Rewrite the stretch of records from the line containing "negative clicks: (161, 116)" through the line containing "negative clicks: (141, 95)", changing "positive clicks" to "foreground clicks" and leaving everything else as it is.

- [Data records]:

= = = =

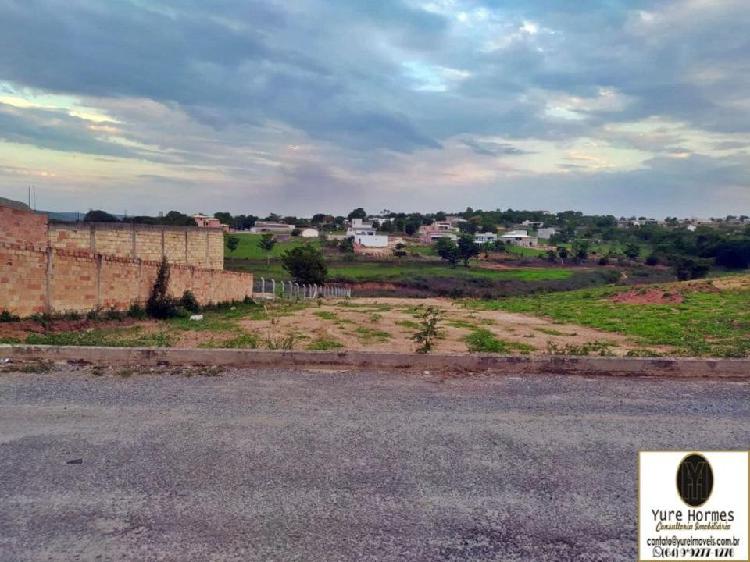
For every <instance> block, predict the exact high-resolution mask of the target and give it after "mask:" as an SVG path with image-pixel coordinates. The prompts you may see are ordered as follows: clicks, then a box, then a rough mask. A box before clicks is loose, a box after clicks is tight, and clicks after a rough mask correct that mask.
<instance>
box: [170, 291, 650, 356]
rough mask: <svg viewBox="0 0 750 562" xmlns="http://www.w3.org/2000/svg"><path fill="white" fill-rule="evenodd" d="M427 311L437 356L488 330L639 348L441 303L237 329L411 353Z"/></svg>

= = = =

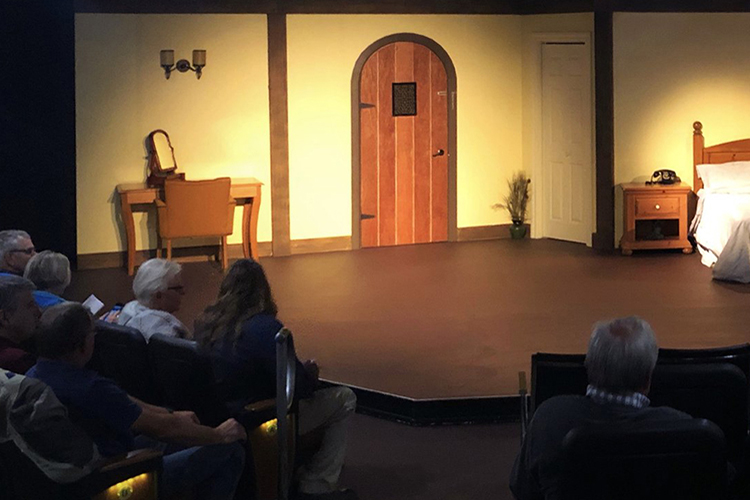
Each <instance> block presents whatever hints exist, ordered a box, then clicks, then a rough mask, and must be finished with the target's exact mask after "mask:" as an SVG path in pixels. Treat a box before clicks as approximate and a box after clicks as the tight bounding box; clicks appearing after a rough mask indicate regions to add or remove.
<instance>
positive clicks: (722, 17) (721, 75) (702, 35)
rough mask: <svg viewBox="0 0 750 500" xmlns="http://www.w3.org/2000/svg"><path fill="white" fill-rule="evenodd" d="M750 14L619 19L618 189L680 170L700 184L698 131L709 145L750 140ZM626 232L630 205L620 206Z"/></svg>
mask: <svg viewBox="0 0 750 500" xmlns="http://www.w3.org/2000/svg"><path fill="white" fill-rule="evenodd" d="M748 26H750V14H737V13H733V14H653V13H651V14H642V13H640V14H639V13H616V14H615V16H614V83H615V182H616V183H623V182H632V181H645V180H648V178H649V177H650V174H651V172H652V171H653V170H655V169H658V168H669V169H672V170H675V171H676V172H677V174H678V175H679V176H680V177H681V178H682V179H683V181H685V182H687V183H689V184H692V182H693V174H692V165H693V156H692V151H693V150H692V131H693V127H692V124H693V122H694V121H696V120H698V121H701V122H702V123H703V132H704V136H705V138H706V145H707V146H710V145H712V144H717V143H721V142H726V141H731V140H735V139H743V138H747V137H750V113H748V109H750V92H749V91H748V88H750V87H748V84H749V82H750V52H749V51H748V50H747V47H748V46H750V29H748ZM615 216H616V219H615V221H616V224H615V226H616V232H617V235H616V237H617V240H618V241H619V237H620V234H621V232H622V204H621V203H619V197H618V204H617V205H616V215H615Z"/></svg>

= = = =

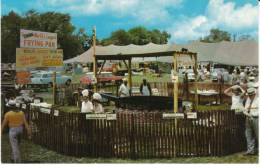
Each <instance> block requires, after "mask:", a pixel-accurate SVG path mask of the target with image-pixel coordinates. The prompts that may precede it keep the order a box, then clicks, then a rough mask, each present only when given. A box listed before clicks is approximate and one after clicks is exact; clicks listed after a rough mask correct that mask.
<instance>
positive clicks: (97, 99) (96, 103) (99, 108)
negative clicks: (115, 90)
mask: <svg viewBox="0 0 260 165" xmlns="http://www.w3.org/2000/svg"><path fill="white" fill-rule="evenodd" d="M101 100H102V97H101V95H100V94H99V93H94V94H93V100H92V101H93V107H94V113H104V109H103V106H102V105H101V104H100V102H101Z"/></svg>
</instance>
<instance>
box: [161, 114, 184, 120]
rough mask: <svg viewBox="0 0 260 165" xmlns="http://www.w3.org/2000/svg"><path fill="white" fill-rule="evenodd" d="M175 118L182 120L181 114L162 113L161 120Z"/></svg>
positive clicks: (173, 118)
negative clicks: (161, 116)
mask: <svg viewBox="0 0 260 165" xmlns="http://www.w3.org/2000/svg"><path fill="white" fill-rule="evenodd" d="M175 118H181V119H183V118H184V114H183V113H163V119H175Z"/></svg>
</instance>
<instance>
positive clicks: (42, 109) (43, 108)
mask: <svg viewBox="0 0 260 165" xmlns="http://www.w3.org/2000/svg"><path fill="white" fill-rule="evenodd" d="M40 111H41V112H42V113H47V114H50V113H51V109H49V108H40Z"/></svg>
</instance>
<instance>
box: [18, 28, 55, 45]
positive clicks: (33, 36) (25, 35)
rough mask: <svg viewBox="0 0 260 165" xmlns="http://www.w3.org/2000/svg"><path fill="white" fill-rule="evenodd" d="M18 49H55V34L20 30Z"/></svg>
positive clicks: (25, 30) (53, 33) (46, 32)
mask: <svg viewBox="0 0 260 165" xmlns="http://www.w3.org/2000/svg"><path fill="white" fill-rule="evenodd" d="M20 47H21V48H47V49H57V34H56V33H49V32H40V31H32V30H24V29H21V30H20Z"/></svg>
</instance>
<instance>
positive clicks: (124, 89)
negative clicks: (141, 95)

= = = =

- [Response to this task]:
negative clicks: (161, 116)
mask: <svg viewBox="0 0 260 165" xmlns="http://www.w3.org/2000/svg"><path fill="white" fill-rule="evenodd" d="M175 118H181V119H183V118H184V114H183V113H163V119H175Z"/></svg>
</instance>
<instance>
foreground clicks: (42, 109) (43, 108)
mask: <svg viewBox="0 0 260 165" xmlns="http://www.w3.org/2000/svg"><path fill="white" fill-rule="evenodd" d="M40 111H41V112H42V113H47V114H50V113H51V109H49V108H40Z"/></svg>
</instance>
<instance>
box: [18, 28, 55, 45]
foreground clicks: (33, 36) (25, 35)
rough mask: <svg viewBox="0 0 260 165" xmlns="http://www.w3.org/2000/svg"><path fill="white" fill-rule="evenodd" d="M18 49H55V34L20 30Z"/></svg>
foreground clicks: (25, 30) (53, 33) (46, 32)
mask: <svg viewBox="0 0 260 165" xmlns="http://www.w3.org/2000/svg"><path fill="white" fill-rule="evenodd" d="M20 47H21V48H47V49H57V34H56V33H49V32H40V31H32V30H24V29H21V30H20Z"/></svg>
</instance>
<instance>
foreground clicks: (124, 89)
negative clicks: (141, 95)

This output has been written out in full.